Rewrite each of the items below, replacing "text query" with "written prompt" and leaving everything else unchanged.

** START **

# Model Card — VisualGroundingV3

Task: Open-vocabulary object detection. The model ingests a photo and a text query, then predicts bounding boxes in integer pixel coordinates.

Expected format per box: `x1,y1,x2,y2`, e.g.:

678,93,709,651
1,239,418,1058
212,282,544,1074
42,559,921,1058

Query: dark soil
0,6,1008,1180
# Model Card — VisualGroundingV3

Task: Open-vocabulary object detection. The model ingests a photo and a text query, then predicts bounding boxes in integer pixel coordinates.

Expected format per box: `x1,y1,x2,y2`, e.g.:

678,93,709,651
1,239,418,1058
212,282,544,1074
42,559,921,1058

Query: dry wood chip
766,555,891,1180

** END **

Worked solution —
# Model Card — VisualGroundingV3

Task: Open-vocabulary object detection. The model ingests a photo and a written prompt, then predicts bounding boxes in integer pixel coordinates.

Expected format per box: `x1,y1,x2,y2`, e.g.:

678,93,709,651
1,239,418,1058
212,282,544,1074
42,559,921,1058

Query: dark soil
0,6,1008,1180
# Model Card — VisualGroundingV3

Task: Open-vocabulary object detection. The model ingests a photo and a written prompt, then predicts bounding boxes in integer pixel coordinates.

Expected format per box: `x1,y1,x2,y2`, e.g.:

678,93,709,651
1,239,418,1058
212,282,544,1074
42,559,921,1058

Query: dry wood chip
766,555,891,1180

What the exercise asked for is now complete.